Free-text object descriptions
Segment Open
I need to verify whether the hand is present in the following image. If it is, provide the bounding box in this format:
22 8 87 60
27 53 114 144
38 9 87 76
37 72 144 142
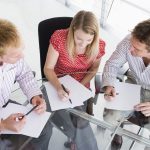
Segment Closed
### WORK INSTRUCTIONS
Give back the data verbatim. The pictures are not part of the copy.

### TASK OUTPUT
I need to verify whether the hand is present in the following image. If it is, provide the bounding box in this format:
22 8 87 60
27 53 114 144
38 9 87 76
37 72 144 142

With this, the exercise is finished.